I remember school as a happy time until I was in 5th grade. I was smart and enjoyed learning and all of us knew each other and were happy together. I had gone to a small parochial school and in 5th grade our school had grown so small that we had to merge with another parochial school and everything doubled except we crammed us all into one classroom. And we lost all of the teachers we knew. At the same time my Muscular Dystrophy came on, but none of us knew we had it until years later. The first part of my particular MD is a loss of facial muscles. So I couldn't smile, but I didn't know I couldn't smile because who looks at their own face? Everyone else knew I couldn't smile. As a grown woman, if I keep quiet, I'm thought of as being "stoic" in the face of adversity. If only they knew that I just keep my mouth shut because if you see my face and hear what I have to say you'll probably think I'm over reacting when in reality I'm saying what anyone else would say but with a sad face.
In fifth grade, it was pretty bad by November. I muddled through. In sixth grade our class moved to the other building across town with the "upper classmen". We had to take the bus. Debbie D and Theresa S were in the 8th grade and they were at my bus-stop. Debbie's mom had been friends of my mom for 25 years, at least although we were never quite as upper crust as them. It was an hour ride, and it was he//. We'd wait for the bus and they'd call me ugly. They called me a dog. They said I was a pizza face. If ever I did anything that made myself feel better about myself like get a new hairstyle or new coat (we wore uniforms) they'd make sure I knew that nothing was ever going to make me likable because I was a piece of dirt. The Nuns joined in. We always played Prison Ball at recess and it became a torment. You could sit by yourself which was just admitting that you were worthless, or you could play and they'd all scream and taunt and absolutely assault me. It was awful. I was smoking and drinking and smoking pot within the year. My parents thought I was worthless because I never smiled, and I acted out. I was in foster care by the time I was 14, and on my own and dropped out of high school by the time I was 16.
Years later, Debbie D's brother S had a daughter who was killed by another teen who did it because he wanted was angry at the world and wanted to know what it would feel like to really hurt or kill someone. It was a horrible thing, and the kid got a juvenile sentence in a mental facility. He probably spent 9 years or so in the State Mental Hospital for kids. S milked that for about a decade. He was super right wing and got himself in front of the legislature ALL OF THE TIME to play the "You don't keep people in jail long enough" song over and over and over. He also beat his wife and had DUII's and was generally not a very nice person. But any time bullying came up, or someone was injured in a hate crime, S was on tv talking about how unfair it was and that his daughter had been killed by someone who "just wanted to kill someone for the thrill of it."

Problem description. Please pick up the personal account above about school bullying and muscular dystrophy after its final sentence and keep writing it in the same voice.

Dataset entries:

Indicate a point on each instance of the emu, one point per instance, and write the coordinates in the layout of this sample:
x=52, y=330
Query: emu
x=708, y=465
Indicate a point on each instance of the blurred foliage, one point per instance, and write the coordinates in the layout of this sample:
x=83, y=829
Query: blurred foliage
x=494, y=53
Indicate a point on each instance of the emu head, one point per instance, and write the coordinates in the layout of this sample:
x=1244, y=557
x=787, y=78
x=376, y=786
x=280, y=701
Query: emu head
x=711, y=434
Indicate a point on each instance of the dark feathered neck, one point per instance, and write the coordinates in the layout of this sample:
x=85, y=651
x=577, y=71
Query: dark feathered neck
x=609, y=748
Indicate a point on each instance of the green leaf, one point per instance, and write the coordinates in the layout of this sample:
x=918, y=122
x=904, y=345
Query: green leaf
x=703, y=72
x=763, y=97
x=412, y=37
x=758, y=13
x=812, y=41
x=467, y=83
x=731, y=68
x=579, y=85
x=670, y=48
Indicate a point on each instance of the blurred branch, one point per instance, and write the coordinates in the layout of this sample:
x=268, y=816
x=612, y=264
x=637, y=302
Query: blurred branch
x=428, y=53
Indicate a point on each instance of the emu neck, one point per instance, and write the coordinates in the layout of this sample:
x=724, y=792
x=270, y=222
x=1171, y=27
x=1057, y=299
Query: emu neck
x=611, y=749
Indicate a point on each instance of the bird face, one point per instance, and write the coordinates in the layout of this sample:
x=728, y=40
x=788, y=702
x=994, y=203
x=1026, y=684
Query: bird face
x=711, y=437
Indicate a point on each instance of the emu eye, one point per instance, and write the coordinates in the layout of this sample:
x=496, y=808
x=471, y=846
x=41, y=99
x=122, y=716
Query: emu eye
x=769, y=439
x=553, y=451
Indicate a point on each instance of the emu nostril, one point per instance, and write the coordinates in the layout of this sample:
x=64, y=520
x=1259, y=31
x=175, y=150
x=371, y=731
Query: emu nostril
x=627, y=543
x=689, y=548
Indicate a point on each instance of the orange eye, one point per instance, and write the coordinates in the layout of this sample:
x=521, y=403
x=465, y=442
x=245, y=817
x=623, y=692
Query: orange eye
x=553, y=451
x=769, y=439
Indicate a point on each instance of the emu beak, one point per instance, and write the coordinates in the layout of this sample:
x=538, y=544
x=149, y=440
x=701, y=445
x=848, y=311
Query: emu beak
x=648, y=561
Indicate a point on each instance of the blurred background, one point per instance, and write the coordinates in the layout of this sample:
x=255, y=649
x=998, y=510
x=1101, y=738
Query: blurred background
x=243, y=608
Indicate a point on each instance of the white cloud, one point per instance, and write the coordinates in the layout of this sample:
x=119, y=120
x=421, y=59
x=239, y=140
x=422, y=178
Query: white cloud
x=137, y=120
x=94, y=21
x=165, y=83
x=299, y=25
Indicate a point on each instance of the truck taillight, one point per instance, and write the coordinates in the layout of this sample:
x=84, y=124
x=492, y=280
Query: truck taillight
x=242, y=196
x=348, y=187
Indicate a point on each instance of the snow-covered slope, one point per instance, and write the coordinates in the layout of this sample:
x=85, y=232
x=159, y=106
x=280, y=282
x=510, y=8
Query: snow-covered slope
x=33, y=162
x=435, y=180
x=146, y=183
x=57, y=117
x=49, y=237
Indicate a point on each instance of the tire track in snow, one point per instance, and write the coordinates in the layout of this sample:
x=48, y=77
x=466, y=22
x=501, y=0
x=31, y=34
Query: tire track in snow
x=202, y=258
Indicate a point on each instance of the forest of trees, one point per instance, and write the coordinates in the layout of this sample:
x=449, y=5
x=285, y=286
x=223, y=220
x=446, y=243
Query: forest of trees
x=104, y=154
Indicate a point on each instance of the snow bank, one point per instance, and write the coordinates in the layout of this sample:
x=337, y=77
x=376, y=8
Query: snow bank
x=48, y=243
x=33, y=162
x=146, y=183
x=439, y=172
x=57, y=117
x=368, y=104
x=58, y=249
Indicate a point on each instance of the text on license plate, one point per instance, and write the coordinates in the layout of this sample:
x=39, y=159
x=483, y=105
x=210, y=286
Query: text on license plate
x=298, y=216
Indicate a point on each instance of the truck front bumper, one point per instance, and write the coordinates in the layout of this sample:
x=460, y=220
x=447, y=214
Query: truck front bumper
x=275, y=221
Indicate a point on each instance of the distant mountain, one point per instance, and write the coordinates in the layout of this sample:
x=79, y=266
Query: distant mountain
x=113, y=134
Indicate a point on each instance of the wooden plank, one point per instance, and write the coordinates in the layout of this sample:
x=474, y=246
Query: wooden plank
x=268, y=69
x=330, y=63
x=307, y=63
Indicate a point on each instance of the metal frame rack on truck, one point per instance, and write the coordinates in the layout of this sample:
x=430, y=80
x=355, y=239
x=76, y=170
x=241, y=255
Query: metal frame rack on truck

Exercise response.
About the time that I joined this board and I was having so much trouble with M another distraught teen who was living in the same neighborhood that M was in shot a Deputy Sheriff in the face. Everyone knew the deputy because he was the County Sheriff spokesman. It was awful. husband and I thought it might have been M that did it for a few hours. The kid was convicted of murder as a juvenile and sent to the state juvenile mental health prison, and then the juvenile prison. Of course, up pops S D on every news channel for a week talking about how "no one can possibly understand the torment he went through because a mentally ill kid decided to kill his daughter" and this boy "should be tried as an adult and face adult jail" blah, blah, blah. I had had enough.
I sent S a letter saying what his sister Debbie and her friend Theresa had done to me and how it had affected my life and that they had done it "just because they could and just to see someone else be hurt." I told him I was sick and tired of hearing him P and M about how awful it was for him, he was making quite a good living at it. After all, he had started a charitable organization, and big money from out of state was paying him to testify in our state house and pass laws. But he needed to know that if I ever heard him tell that sob story on tv again I was going to go public with what his sister and her friend had done to me and I would be sure that everyone knew that they did it just because it made them feel good to hurt someone. There would be at least 50 kids who would say it was true. They'd also say I was a POS but they'd say that Debbie and Theresa made my life he// for it. I never saw him on tv or in the papers again.
Debbie is on Facebook now. She's single and has a cat who is her pride and joy. She was always an ugly girl, in the way that a mean person looks ugly. I like that she's single and all she has is a cat. Her friend Theresa is nowhere to be found on her FB page. I hope she is as miserable as she should be, too. Am I angry about it? Not unless I think about it. I couldn't really care less about those two girls. Only in that any bad news in their lives would make me happy.
This is one reason that I tried so hard to be sure that M didn't let his weakened facial muscles define who he was. It's an almost impossible lesson to learn, especially when the only other person you know who is like you (me) is picked upon by an ex and by family for being a sourpuss. Instead of seeing the potential in himself, he still sees only the sad face. I don't know that he'll ever figure it out. He's always had such a chip on his shoulder.